*What to do*. Which lines to output? The line containing "Category: woman in black blouse" and every line after it in the data below, each copied exactly.

# # # # #

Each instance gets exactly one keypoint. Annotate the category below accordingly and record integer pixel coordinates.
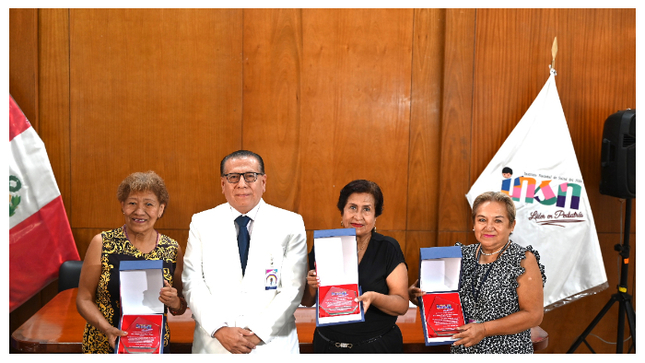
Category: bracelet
(182, 307)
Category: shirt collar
(251, 214)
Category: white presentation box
(141, 311)
(441, 310)
(337, 269)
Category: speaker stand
(624, 300)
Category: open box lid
(337, 268)
(336, 256)
(440, 269)
(141, 281)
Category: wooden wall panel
(54, 96)
(355, 110)
(272, 87)
(153, 89)
(23, 63)
(425, 119)
(456, 121)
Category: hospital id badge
(271, 279)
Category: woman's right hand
(112, 333)
(312, 279)
(414, 292)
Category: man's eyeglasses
(249, 177)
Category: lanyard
(477, 291)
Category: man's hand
(236, 340)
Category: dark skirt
(390, 342)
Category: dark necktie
(243, 239)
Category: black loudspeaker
(618, 155)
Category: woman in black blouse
(383, 278)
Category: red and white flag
(538, 168)
(40, 238)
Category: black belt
(351, 345)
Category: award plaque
(443, 315)
(143, 336)
(339, 301)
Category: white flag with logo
(538, 168)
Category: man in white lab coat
(245, 306)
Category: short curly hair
(141, 182)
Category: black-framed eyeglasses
(249, 177)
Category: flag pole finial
(554, 52)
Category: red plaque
(443, 314)
(144, 336)
(338, 300)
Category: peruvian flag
(40, 238)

# # # # #

*Answer to this problem*.
Category: woman in black blouse
(383, 278)
Category: red and white flag
(538, 168)
(40, 238)
Category: black belt
(351, 345)
Category: award plaque
(443, 315)
(143, 336)
(339, 301)
Category: white flag with logo
(538, 168)
Category: man in white lab coat
(245, 306)
Category: short curly hair
(141, 182)
Category: black-framed eyeglasses
(249, 177)
Category: flag pole finial
(554, 52)
Category: red plaque
(443, 314)
(144, 336)
(338, 300)
Category: peruvian flag
(40, 238)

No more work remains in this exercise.